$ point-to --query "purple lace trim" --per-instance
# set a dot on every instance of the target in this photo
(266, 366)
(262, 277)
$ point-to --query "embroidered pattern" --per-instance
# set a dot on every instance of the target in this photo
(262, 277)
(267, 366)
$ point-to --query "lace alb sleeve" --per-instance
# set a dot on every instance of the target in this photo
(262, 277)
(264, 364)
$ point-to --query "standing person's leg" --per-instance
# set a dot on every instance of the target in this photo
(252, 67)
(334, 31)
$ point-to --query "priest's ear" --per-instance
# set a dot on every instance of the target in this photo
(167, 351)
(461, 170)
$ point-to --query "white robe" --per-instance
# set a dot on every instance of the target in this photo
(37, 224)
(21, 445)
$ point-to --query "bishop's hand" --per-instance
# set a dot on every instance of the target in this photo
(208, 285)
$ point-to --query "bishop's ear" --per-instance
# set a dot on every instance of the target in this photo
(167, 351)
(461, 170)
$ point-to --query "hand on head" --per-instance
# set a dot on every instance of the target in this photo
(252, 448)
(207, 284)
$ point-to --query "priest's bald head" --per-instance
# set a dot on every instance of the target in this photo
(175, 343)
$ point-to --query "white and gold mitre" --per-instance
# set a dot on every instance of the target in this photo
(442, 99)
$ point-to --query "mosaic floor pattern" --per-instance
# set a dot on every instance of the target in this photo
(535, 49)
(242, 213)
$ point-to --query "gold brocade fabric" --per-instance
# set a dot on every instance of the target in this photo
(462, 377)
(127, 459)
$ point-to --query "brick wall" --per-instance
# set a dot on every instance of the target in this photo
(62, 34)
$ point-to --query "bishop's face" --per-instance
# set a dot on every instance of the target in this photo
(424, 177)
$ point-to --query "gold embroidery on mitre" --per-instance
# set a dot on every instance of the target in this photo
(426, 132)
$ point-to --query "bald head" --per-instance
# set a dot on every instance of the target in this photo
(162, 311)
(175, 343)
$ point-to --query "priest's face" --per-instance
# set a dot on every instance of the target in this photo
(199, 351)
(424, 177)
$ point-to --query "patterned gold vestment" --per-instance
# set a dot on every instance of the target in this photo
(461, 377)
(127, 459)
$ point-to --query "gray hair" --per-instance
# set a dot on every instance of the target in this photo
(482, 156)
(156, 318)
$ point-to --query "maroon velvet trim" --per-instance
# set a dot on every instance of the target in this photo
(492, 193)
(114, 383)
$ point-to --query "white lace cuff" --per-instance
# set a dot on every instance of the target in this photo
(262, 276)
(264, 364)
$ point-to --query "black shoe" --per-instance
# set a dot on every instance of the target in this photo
###
=== Task to carry out ===
Please transcribe the entire listing exactly as given.

=== Task result ===
$ point-to --query "purple lace trim" --per-instance
# set a dot on every instance of the target in this photo
(266, 366)
(262, 277)
$ point-to --query "embroidered pattern" --per-instance
# set a dot on every instance of the target in this photo
(262, 277)
(267, 366)
$ point-to --query "lace alb sleeve" --per-instance
# set a dot on every instance of the target in this photo
(262, 277)
(264, 364)
$ point-to --query "standing person's leg" --per-instance
# set a dot on every instance of the target in this photo
(252, 67)
(334, 31)
$ point-to --query "priest's ear" --per-instance
# set a dot on every instance of the target in this photo
(167, 351)
(461, 170)
$ point-to --query "white robe" --per-instance
# set a dot on every instance of the target in this photo
(37, 224)
(21, 445)
$ point-to --query "bishop's hand" --per-instance
# set a dot on every instance of the target in this photo
(208, 285)
$ point-to --query "bishop's ear" --per-instance
# set a dot on every instance of the target in this photo
(167, 351)
(461, 170)
$ point-to --query "hand on head" --per-instance
# set a dot on every instance of the target in this photo
(252, 448)
(207, 284)
$ point-to --query "priest's bald head" --per-instance
# set a dot on every instance of the target in this photo
(175, 343)
$ point-to --query "white and gold mitre" --per-instance
# set a dot on every instance of the target in this photo
(442, 99)
$ point-to --query "mosaic floor pattern" --per-instance
# set a dot on every instance of the target in this photo
(535, 49)
(242, 213)
$ point-to --query "gold brocade fabric" --per-instance
# set a dot on every instance of the target in this photo
(462, 377)
(127, 459)
$ point-to --query "brick wall" --per-instance
# set a dot on every instance of the target in this photo
(62, 34)
$ point-to --query "bishop's face" --per-instance
# set a dot on every instance of the target in this photo
(424, 177)
$ point-to --query "gold embroidery on mitre" --per-instance
# set a dot on every instance of the target in this photo
(426, 132)
$ point-to --query "bald head" --per-instance
# set a dot on every instance of the target in this photo
(162, 311)
(175, 343)
$ point-to --query "priest's face" --per-instance
# set a dot on every instance of the target in this photo
(199, 351)
(424, 177)
$ point-to --query "patterned gold vestment" --per-instance
# set a dot on every instance of the target in this photo
(461, 377)
(127, 459)
$ point-to --query "gray hair" --per-instance
# set a dot on every instance of the target in this photo
(482, 156)
(156, 318)
$ point-to --query "maroon velvet trim" --per-instance
# set a dot on every instance of the target in this photo
(492, 193)
(114, 383)
$ point-to --query "white lace cuff" --per-instance
# set a dot on every instance of the target in this photo
(262, 276)
(264, 364)
$ point-to --query "black shoe" --per-instance
# set a dot on every instance of the target in this photo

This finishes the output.